[Dataset records]
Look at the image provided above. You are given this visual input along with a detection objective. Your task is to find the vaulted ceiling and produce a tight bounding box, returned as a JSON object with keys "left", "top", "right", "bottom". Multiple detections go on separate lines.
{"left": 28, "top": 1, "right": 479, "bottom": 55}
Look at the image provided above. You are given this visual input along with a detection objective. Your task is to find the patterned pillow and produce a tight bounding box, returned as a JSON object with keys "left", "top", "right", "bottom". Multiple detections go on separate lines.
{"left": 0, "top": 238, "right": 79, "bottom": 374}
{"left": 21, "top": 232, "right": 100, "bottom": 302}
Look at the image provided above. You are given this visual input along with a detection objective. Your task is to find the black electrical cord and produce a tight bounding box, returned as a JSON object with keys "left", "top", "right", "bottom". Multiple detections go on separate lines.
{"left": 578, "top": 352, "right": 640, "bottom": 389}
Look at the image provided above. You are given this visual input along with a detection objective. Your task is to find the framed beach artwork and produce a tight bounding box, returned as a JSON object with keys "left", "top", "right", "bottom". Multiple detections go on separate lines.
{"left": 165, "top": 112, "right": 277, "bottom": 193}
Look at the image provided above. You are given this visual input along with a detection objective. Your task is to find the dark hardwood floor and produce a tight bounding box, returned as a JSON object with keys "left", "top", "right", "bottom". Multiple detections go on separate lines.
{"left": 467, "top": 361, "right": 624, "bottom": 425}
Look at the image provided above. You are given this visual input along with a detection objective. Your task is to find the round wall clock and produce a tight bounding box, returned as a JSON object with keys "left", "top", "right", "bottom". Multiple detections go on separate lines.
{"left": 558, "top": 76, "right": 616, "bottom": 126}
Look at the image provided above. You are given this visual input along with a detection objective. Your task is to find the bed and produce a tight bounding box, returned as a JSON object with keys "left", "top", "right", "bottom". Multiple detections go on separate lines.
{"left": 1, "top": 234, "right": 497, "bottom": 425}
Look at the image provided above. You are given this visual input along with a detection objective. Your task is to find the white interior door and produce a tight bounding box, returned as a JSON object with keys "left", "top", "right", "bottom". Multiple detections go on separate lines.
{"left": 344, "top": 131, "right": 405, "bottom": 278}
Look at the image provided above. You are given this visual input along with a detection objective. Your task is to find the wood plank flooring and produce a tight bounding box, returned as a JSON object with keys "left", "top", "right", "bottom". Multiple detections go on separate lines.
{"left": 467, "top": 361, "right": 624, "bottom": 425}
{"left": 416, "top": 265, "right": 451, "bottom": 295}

• AIM OF THE EXERCISE:
Provide a verbatim reproduction of all the records.

• RESULT OF THIS EXERCISE:
Look at the image provided above. You are given this visual input along with a detection objective. Your task is to find the vaulted ceiling and produce a tight bounding box, returned as a JSON object with keys "left", "top", "right", "bottom". Multiple detections go on separate lines.
{"left": 28, "top": 1, "right": 479, "bottom": 55}
Look at the image provided above. You are given this visual input along with a detection objective. Your task is to find the patterned pillow and produce a tight bounding box, returned as a JSON object with keys "left", "top", "right", "bottom". Multiple detections go on separate lines.
{"left": 0, "top": 238, "right": 79, "bottom": 374}
{"left": 21, "top": 232, "right": 100, "bottom": 302}
Look at the image provided above. You are given this visual input along with a detection objective. Your task is to find the black electrical cord and produce a tight bounding box, returned as a JSON object with keys "left", "top", "right", "bottom". Multiple detections go on separate lines.
{"left": 578, "top": 352, "right": 640, "bottom": 389}
Look at the image provided above. You are given this visual input along with a detection objective. Your task is to find the framed beach artwork and produce a tight bounding box, returned as a JSON object with keys "left", "top", "right", "bottom". Multiple detections go on separate lines.
{"left": 165, "top": 112, "right": 277, "bottom": 193}
Look at the image provided above. You are given this visual input along with a detection objective. Your task is to find the dark hardwood floor and produce a tight bounding box, returned as a JSON object with keys "left", "top", "right", "bottom". Multiple detections go on separate lines.
{"left": 467, "top": 361, "right": 624, "bottom": 425}
Look at the image provided above. You are given this visual input along with a detection objective. Your task is to find the round wall clock and produce a tight bounding box, returned as a JSON object with keys "left", "top", "right", "bottom". Multiple detections go on separate lines.
{"left": 558, "top": 76, "right": 616, "bottom": 126}
Look at the image provided above. You are given this visual input along with a detection objective. Your task is to find the bed and produce a tight bounding box, returned as a JSON object with keys "left", "top", "right", "bottom". Multiple detections go on separate lines.
{"left": 1, "top": 234, "right": 497, "bottom": 425}
Look at the image provided above. You are given this visual input along with a detection objective. Your task is to find the white interior door and produce a tight bounding box, returned as a JSON object with keys "left", "top", "right", "bottom". Multiple detections go on separate lines.
{"left": 344, "top": 131, "right": 405, "bottom": 278}
Look at the image provided above. You are given this visual input along with a detection objective. Your task is to find the wood plank flooring and produce a tight bounding box, returned as a JSON object with keys "left", "top", "right", "bottom". Multiple detections go on separate lines.
{"left": 467, "top": 361, "right": 624, "bottom": 425}
{"left": 416, "top": 265, "right": 451, "bottom": 295}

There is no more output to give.